### Exercise aim:
Format the part of the entries that opens with the line containing "Expected: one point per instance of the watchtower" and closes with the line containing "point(170, 342)" as a Markdown table with the columns Row and Entry line. Give each line with its row number, include both end lines, and leave out any blank lines.

# start of Records for the exercise

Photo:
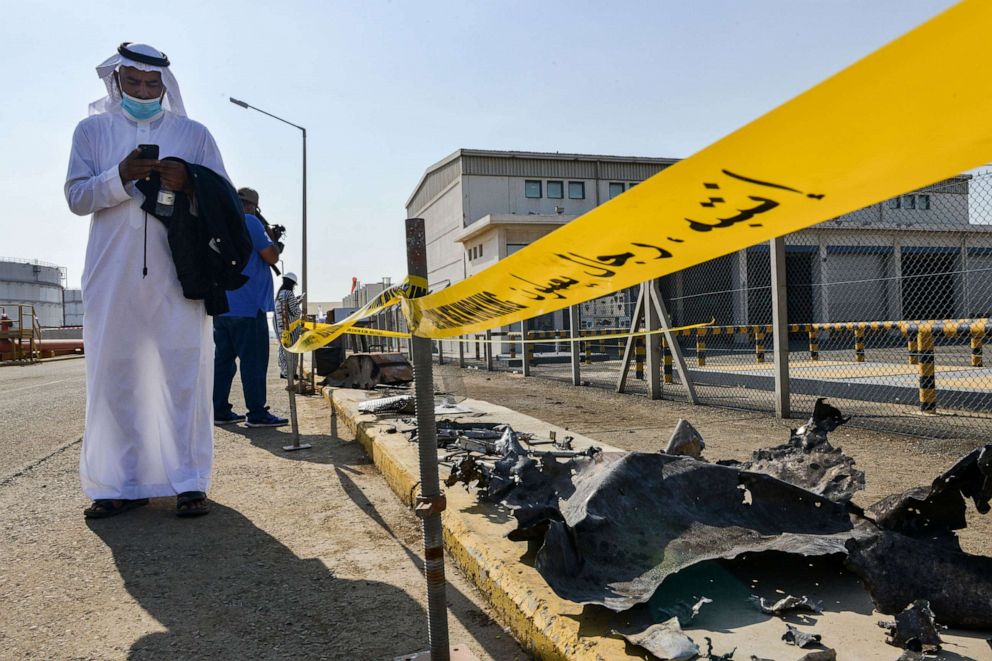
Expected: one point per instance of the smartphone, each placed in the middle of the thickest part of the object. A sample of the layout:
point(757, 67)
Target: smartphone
point(148, 151)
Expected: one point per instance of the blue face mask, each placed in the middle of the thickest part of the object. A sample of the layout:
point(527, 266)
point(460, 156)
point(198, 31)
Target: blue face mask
point(140, 109)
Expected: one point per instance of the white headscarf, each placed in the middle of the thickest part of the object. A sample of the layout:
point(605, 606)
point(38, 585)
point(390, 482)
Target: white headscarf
point(173, 100)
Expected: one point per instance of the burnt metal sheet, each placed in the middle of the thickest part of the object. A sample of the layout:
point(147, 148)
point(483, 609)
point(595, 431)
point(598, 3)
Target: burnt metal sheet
point(636, 518)
point(898, 570)
point(914, 629)
point(941, 507)
point(685, 441)
point(665, 641)
point(809, 461)
point(820, 655)
point(786, 604)
point(794, 636)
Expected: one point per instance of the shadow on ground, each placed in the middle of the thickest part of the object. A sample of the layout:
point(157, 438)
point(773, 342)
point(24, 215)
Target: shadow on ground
point(222, 587)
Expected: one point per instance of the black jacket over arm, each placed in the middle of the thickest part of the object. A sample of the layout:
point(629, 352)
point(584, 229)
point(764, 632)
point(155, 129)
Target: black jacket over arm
point(211, 248)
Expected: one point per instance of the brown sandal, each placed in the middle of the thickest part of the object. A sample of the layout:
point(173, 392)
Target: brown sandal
point(103, 508)
point(192, 503)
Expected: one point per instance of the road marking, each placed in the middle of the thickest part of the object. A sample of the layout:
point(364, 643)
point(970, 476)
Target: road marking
point(38, 385)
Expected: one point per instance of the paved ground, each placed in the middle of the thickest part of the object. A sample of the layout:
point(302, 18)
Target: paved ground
point(42, 407)
point(892, 464)
point(305, 555)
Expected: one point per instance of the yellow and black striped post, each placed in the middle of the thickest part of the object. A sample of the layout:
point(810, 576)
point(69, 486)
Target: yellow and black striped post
point(928, 383)
point(977, 340)
point(911, 348)
point(666, 361)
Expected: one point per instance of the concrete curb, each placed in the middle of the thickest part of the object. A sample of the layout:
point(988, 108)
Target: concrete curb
point(475, 538)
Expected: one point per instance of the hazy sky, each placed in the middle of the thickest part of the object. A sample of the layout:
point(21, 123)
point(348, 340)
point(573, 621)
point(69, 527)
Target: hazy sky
point(387, 88)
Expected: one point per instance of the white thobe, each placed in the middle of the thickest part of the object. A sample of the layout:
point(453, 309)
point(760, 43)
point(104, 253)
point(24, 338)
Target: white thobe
point(149, 350)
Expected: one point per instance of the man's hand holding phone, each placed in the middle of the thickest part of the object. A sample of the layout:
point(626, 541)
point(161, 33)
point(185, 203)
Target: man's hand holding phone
point(138, 164)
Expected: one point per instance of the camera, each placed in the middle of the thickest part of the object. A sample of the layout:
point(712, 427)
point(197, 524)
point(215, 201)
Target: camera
point(275, 232)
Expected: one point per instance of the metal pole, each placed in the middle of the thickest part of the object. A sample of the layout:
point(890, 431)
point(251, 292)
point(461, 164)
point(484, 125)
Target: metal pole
point(573, 347)
point(431, 501)
point(652, 322)
point(488, 350)
point(780, 328)
point(526, 350)
point(291, 387)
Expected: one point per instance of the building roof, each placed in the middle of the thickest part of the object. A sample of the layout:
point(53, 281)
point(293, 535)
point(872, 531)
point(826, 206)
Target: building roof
point(532, 155)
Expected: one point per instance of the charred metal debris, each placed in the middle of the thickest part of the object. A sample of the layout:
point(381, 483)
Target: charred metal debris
point(610, 527)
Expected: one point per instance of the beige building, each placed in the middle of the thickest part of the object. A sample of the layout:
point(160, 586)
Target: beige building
point(915, 256)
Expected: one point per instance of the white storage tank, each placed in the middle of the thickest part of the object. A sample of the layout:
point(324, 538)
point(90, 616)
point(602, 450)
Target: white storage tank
point(36, 283)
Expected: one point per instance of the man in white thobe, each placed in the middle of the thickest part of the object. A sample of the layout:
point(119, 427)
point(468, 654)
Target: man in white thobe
point(149, 350)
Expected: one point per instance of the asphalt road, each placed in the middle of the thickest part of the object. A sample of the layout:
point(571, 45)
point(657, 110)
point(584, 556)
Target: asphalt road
point(42, 407)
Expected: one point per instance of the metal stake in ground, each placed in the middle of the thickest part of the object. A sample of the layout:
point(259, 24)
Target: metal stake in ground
point(291, 387)
point(431, 501)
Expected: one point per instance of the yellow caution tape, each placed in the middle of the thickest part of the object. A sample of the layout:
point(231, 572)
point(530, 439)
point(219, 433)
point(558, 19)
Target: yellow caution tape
point(378, 332)
point(322, 334)
point(866, 134)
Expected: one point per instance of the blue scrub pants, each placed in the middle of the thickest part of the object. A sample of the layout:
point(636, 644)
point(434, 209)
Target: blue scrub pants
point(247, 340)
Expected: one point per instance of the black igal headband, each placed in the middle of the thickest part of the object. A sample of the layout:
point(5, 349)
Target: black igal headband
point(141, 57)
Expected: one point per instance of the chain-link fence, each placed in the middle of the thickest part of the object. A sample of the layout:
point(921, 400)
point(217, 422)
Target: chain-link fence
point(887, 310)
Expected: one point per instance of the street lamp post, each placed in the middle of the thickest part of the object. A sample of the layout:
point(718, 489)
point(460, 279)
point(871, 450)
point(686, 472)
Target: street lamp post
point(303, 238)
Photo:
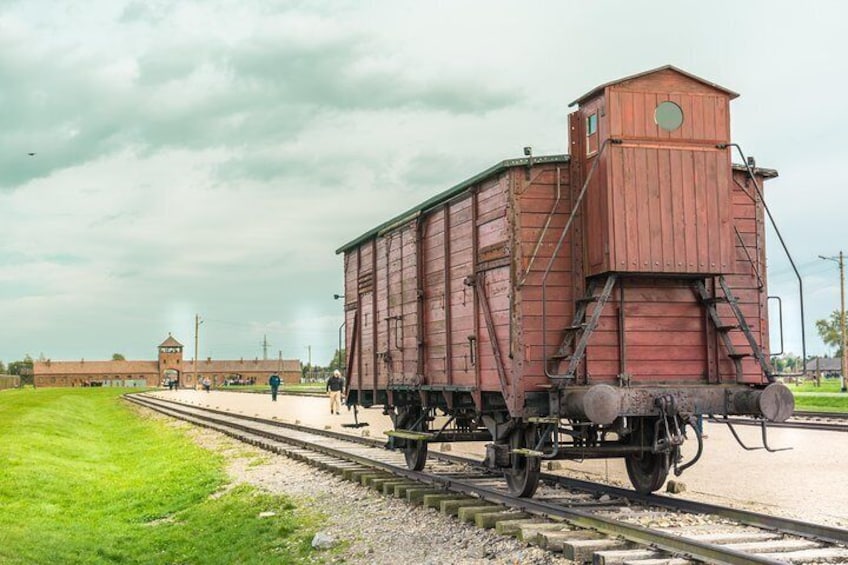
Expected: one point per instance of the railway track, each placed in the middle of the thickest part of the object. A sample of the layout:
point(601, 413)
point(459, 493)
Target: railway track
point(585, 521)
point(821, 421)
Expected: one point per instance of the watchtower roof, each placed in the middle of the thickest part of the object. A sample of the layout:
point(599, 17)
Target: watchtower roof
point(598, 89)
point(170, 342)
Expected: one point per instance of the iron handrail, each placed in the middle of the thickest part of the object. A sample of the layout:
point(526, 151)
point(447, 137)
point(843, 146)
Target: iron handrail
point(782, 243)
point(559, 246)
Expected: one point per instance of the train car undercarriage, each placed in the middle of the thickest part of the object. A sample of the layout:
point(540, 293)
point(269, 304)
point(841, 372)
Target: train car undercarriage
point(646, 426)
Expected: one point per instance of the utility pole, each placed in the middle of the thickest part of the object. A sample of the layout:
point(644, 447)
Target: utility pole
point(197, 323)
point(844, 357)
point(842, 318)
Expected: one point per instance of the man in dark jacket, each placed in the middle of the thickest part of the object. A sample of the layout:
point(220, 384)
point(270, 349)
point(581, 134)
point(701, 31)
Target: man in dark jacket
point(274, 381)
point(335, 385)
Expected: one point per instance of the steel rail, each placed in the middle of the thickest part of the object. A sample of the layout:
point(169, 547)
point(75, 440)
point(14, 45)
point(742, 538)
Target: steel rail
point(668, 542)
point(798, 528)
point(797, 424)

# end of Records for the exercise

### Exercise solution:
| Row | Entry line |
|---|---|
| 1 | Expected: one point per instance of the watchtower roof, each placed in the middle of the thickest part of the object. A sample of the layout: |
| 2 | point(599, 17) |
| 3 | Target: watchtower roof |
| 4 | point(598, 89) |
| 5 | point(170, 342) |